■ Exercise details ■
Render only the entry lines starting at the one that contains "For every instance of the dog's front" and ending at the one that contains "x=118 y=100" as a Markdown table with two columns, Row and Entry line. Number each row and leave out blank lines.

[Items listed in a dataset]
◆ ◆ ◆ ◆ ◆

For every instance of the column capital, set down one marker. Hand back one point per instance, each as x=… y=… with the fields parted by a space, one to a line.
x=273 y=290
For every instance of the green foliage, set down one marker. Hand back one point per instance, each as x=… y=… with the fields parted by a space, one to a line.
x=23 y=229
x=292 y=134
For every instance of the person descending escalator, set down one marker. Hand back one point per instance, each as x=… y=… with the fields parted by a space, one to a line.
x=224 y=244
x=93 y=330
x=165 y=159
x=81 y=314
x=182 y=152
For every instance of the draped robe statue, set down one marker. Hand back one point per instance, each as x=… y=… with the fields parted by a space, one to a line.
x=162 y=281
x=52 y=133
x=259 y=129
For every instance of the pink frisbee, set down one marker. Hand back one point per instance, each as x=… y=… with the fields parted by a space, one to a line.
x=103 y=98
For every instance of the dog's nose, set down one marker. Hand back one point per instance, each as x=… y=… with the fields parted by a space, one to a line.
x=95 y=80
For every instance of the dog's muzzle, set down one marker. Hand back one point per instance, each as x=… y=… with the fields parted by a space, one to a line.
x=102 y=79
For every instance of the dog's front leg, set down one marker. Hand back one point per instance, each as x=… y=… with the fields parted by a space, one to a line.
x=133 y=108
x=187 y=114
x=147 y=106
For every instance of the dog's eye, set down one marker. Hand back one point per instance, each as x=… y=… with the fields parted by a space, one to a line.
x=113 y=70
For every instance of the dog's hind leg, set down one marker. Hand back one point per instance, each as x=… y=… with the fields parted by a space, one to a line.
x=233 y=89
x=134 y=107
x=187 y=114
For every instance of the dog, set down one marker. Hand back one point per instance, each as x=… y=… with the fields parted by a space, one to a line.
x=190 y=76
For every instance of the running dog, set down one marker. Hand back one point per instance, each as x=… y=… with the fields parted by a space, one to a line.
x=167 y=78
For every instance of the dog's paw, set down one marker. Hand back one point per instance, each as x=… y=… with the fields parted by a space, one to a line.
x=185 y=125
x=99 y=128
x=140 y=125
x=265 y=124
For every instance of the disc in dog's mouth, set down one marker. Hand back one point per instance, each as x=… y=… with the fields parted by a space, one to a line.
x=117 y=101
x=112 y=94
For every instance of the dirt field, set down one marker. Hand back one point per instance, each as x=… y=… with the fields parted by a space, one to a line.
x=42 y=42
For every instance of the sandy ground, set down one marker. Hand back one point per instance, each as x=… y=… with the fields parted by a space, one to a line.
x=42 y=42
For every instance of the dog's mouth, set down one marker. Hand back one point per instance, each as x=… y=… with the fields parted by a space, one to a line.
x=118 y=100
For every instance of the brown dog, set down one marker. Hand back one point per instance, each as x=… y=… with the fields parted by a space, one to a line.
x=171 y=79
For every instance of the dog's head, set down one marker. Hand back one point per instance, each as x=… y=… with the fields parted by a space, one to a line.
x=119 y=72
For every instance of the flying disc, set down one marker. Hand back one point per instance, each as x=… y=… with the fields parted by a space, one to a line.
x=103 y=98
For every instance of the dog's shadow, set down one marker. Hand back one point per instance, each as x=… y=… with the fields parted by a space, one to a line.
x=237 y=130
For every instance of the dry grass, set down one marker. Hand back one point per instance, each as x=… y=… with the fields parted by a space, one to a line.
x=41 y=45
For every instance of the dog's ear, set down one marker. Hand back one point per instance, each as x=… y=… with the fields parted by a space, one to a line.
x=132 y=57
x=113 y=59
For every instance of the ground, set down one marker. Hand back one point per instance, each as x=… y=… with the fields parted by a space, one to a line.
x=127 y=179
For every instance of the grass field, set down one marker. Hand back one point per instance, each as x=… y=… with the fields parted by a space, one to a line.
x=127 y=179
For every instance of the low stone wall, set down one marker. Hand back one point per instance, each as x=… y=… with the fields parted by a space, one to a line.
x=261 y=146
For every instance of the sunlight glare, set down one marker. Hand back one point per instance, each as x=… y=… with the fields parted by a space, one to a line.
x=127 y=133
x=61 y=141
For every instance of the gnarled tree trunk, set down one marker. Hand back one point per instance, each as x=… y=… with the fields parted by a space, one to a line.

◆ ◆ ◆ ◆ ◆

■ Response to the exercise ■
| Row | Entry line |
|---|---|
| 1 | For every instance of the dog's front leg, set down one marker. Hand back one point per instance, each as x=… y=… with the fields parted by a space, one to a line. |
| 2 | x=133 y=108 |
| 3 | x=187 y=114 |
| 4 | x=147 y=106 |
| 5 | For every instance of the dog's eye, set down one marker. Hand back one point per instance, each as x=… y=… with the fields parted by a space, one to a line. |
| 6 | x=113 y=70 |
| 7 | For every instance of the dog's hind leg, set down one marker. Hand back one point per instance, each as x=… y=… with the fields parted by a space, one to a line. |
| 8 | x=233 y=89 |
| 9 | x=134 y=107 |
| 10 | x=187 y=114 |
| 11 | For every instance of the dog, set down one marker. Hand back one point per instance, each as x=… y=… with the fields parted by a space, one to a line. |
| 12 | x=190 y=76 |
| 13 | For every instance of the running dog, set down one marker. Hand back one point per instance, each as x=… y=… with the fields parted by a space, one to a line. |
| 14 | x=167 y=78 |
| 15 | For every instance of the dog's paw, set down one marker. Hand back one point per instance, each as x=… y=… with the fields parted by a space, one to a line. |
| 16 | x=185 y=125 |
| 17 | x=99 y=128 |
| 18 | x=140 y=125 |
| 19 | x=265 y=124 |
| 20 | For every instance of the disc in dog's mouth, set down one marker. Hand back one point per instance, each as x=… y=… with the fields parted by a space, one to a line. |
| 21 | x=117 y=101 |
| 22 | x=112 y=94 |
| 23 | For every instance of the dirt field, set down one marker. Hand back one point per instance, each as x=… y=… with the fields parted by a space, one to a line. |
| 24 | x=42 y=42 |
| 25 | For every instance of the sandy ground, set down one marker. Hand back one point per instance, each as x=… y=… with the fields parted by a space, one to a line. |
| 26 | x=42 y=42 |
| 27 | For every instance of the dog's mouth, set down one marker. Hand back one point per instance, each as x=… y=… with the fields parted by a space, one to a line. |
| 28 | x=118 y=100 |